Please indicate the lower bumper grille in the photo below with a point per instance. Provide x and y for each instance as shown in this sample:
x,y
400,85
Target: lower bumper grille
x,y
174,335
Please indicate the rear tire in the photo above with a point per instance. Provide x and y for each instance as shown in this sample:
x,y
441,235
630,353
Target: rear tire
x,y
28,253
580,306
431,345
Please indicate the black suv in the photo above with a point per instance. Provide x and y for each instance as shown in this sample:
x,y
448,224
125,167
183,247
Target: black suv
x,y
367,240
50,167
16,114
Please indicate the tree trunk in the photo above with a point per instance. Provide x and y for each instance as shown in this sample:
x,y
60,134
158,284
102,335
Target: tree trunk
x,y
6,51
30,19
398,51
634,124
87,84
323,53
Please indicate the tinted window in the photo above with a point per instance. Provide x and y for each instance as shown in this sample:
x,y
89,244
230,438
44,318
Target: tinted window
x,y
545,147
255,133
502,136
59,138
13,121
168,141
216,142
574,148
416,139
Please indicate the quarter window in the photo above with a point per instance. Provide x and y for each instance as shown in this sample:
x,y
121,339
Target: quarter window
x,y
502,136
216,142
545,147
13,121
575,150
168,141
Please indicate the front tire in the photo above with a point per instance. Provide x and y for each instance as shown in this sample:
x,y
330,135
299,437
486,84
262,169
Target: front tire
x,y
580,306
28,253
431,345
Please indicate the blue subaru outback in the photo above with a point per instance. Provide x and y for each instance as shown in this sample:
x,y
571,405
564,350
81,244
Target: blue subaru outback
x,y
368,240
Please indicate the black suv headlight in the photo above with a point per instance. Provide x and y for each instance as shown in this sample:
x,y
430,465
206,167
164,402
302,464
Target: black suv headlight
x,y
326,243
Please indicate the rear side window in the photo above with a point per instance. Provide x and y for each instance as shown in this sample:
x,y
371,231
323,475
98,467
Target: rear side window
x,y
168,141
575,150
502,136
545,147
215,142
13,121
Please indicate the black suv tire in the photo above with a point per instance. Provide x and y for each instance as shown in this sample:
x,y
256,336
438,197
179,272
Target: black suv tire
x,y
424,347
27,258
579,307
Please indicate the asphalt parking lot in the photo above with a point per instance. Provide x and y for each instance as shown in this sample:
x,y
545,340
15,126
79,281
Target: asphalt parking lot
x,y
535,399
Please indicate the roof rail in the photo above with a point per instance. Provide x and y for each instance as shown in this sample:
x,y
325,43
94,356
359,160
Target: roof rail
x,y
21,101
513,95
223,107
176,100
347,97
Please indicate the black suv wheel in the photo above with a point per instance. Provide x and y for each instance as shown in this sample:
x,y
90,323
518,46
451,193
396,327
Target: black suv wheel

Assigned task: Restate the records exactly. Leave nothing out.

Exercise solution:
Please indicate the lower bumper grille in the photo below with a point per instance. Provide x and y for each instance as shown in this sample:
x,y
400,85
Target: lower bumper grille
x,y
174,335
Please indicate the rear tire in the photo above with a point per instance. Provide x and y for each instance as shown in this sample:
x,y
441,235
630,353
Target: rear tire
x,y
28,253
580,306
431,345
Please indicate the black suv in the photo above with a point per instance. Provide x and y for each instance as shown in this sample:
x,y
448,224
125,167
183,247
Target: black suv
x,y
367,240
50,167
16,114
Please indicate the tree trunk in the photo above with a point per instance. Provide x and y for each instance as shown in this sample:
x,y
60,134
158,284
102,335
Target: tree trunk
x,y
6,51
30,19
398,51
634,124
87,84
323,53
Please indicate the tinted window in the photo above with a point per instance. Provide x and y for each instance as shown in this sample:
x,y
89,244
230,438
44,318
Target: tinted window
x,y
545,147
255,133
502,136
59,138
13,121
168,141
216,142
574,148
416,139
Please indicate the quarter window in the photo above with a point per instance. Provide x and y for each instance as shown in this sample:
x,y
121,339
Target: quarter window
x,y
502,136
216,142
545,147
13,121
575,150
168,141
Please indicate the front tire in the photo above with a point per instance. Provide x and y for each instance as shown in this sample:
x,y
330,135
299,437
486,84
262,169
Target: front tire
x,y
580,306
28,253
431,345
Please indicate the blue subaru outback in the photo above with a point per instance. Provide x and y for each instance as shown in this sample:
x,y
571,405
564,350
81,244
Target: blue subaru outback
x,y
368,240
Please indicate the black suv headlight in the photo above with a point per instance. Provide x and y for each instance as shown in this sample:
x,y
430,465
206,167
164,402
302,464
Target: black suv headlight
x,y
326,243
Please indicate the rear side window in the photo above with a point per instance. Provide x and y for each instance as shown in this sample:
x,y
371,231
323,475
98,467
Target: rear side window
x,y
168,141
575,150
502,136
545,147
215,142
13,121
Please indicate the black suv tire in the photo above with a point per instance. Provide x and y for each instance as shown in this sample:
x,y
256,336
438,197
179,272
Target: black suv tire
x,y
424,347
27,258
579,307
Please indicate the asphalt parking lot in the photo above with a point per instance. Provide x and y for each instance as shown in this sample:
x,y
545,340
15,126
79,281
Target: asphalt parking lot
x,y
535,399
Please indicate the roof rail in the photo above with a point per instance. Provide x and y for each instance as shown in this sample:
x,y
325,43
94,356
359,160
Target: roof rail
x,y
21,101
513,95
223,107
176,100
347,97
Please indicate the black suv wheel in the photo above with a point per instance. Provide x and y for each instance as shown in this sample:
x,y
90,323
518,46
451,193
396,327
Target: black suv wheel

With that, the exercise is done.